**REQUIRED TASK**
Reproduce the records below exactly as given.

(Part of a data file)

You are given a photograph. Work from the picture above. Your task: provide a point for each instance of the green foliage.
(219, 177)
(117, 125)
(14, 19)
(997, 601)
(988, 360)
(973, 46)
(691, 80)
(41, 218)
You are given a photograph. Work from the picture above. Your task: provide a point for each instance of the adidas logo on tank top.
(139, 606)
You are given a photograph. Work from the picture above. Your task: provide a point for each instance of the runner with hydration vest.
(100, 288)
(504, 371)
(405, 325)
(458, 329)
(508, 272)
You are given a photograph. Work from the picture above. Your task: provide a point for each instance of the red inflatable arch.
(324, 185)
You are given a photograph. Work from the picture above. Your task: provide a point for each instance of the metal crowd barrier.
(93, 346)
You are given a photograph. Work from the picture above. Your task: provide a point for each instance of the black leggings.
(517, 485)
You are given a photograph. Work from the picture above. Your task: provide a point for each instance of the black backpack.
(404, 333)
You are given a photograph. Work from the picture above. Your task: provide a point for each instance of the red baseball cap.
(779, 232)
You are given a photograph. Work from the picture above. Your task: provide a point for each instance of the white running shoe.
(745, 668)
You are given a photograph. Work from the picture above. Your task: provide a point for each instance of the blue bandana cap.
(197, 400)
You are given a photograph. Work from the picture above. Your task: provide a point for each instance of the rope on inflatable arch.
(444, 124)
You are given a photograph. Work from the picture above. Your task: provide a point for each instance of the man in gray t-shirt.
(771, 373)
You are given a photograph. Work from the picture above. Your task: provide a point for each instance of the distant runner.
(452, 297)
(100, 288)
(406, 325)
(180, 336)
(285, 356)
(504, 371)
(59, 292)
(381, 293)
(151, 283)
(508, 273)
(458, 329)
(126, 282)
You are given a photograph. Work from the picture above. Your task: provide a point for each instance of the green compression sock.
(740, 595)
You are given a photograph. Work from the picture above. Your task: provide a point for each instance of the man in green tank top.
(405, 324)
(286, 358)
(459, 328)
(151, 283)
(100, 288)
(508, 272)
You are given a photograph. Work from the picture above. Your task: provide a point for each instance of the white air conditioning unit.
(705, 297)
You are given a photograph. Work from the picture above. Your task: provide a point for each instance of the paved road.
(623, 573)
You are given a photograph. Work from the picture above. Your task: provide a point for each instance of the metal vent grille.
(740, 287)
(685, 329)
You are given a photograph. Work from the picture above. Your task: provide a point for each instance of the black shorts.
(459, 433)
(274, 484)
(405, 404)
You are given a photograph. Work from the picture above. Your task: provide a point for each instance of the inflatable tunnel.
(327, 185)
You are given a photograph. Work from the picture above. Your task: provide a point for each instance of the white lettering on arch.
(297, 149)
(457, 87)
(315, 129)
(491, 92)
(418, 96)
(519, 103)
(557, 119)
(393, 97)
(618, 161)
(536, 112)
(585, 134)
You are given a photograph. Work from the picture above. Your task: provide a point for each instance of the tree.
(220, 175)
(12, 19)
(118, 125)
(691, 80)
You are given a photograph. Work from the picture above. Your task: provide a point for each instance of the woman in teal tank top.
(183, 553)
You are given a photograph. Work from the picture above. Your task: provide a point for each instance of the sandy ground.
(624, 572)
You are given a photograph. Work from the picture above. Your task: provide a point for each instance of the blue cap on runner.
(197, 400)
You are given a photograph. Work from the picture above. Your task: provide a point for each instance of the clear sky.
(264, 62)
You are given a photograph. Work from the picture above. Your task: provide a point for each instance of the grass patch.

**PROBLEM SOLUTION**
You are given a photograph. Work from the picture above. Your task: provide a point for each instance of the green foliage.
(219, 177)
(117, 125)
(14, 19)
(997, 601)
(988, 360)
(973, 46)
(691, 80)
(41, 218)
You are given a photograph. Work from the picture above. Your task: provide a point for each instance of the adidas logo on tank top.
(139, 606)
You are given a photograph. Work from the picture above. Your task: provide a point for each instance of the runner with hydration vest.
(100, 288)
(504, 371)
(405, 325)
(458, 329)
(508, 272)
You are given a photograph. Work from the picture above. Your task: provide a point for each instance of the red inflatable arch.
(324, 185)
You are given a photograph. Work from the picture above. Your task: provide a point for each instance of the metal crowd barrier.
(93, 346)
You are given a photograph. Work from the picture above. Your task: provide a point for each instance of the black leggings.
(517, 485)
You are given a photograph. Work from the picture above. Your task: provide a point for each instance of the black backpack.
(404, 333)
You are given a photograph. Work from the picture above. Your task: provide a point for each instance of the red baseball cap.
(779, 232)
You are given a photograph. Work from the picture above. Your task: provide a point for each instance of the white running shoe.
(745, 668)
You are given a photograph. Work from the picture above. Your task: provide a point for each instance of the blue bandana cap.
(197, 400)
You are given a photograph. Work from the picture above. Your task: provide a point for each instance of the rope on inflatable arch.
(444, 124)
You are given a photograph. Work from the picture above. Your task: provide a point for each instance of the man in gray t-shirt.
(771, 373)
You are given a photograph. Work from the picture above. Your task: provide a point for each instance of the distant runner.
(452, 297)
(100, 288)
(406, 325)
(180, 336)
(285, 356)
(504, 371)
(59, 292)
(381, 293)
(151, 283)
(508, 273)
(458, 329)
(126, 282)
You are given a photograph. Work from the picture above. Your task: provide a point for each instance of the green compression sock.
(740, 595)
You are given a photograph. Work from the picture above. Your task: provide a point for each instance of the man in green tank top.
(405, 324)
(286, 358)
(459, 328)
(151, 283)
(100, 288)
(508, 272)
You are given a photograph. Work from the picture above. Your task: provide a point for each instance of the white air conditioning unit.
(705, 297)
You are given a photograph. Work from the picture above. Your task: provide a point for each instance of the paved road.
(623, 573)
You are given a photograph. Work from the picture above. Your task: provide a point for each instance of the metal vent grille.
(740, 287)
(685, 329)
You are given a photograph. Work from the picture above. Your task: provide a point for each instance of the black shorts.
(459, 433)
(274, 484)
(405, 404)
You are given a photograph. Work from the picture above. Your task: provide a point for each instance of the inflatable tunnel.
(327, 185)
You are given a photograph. Work from the picture above. Your task: provide a point for each instance of the white lettering on arch.
(297, 149)
(457, 87)
(315, 129)
(491, 92)
(418, 96)
(519, 103)
(557, 119)
(393, 97)
(618, 161)
(536, 112)
(585, 134)
You are given a photograph. Work from the picture above. Your task: provide a point for each instance of the tree.
(220, 175)
(12, 19)
(118, 125)
(691, 80)
You are given a photograph. Work from the picture above. Your task: provide a point for each instance of the woman in teal tank top.
(183, 553)
You are given a photograph. Work from the picture above. Your task: provide a point for each instance of the sandy ground.
(624, 572)
You are given a photograph. Work from the picture above. Your task: provide a point for each instance of the blue cap on runner.
(197, 400)
You are given a photograph. Work from the picture above. Your task: provide a point for each instance of the clear sky.
(264, 62)
You are given a photograph. Work from the picture above. Your task: provide a point for each instance of the grass patch.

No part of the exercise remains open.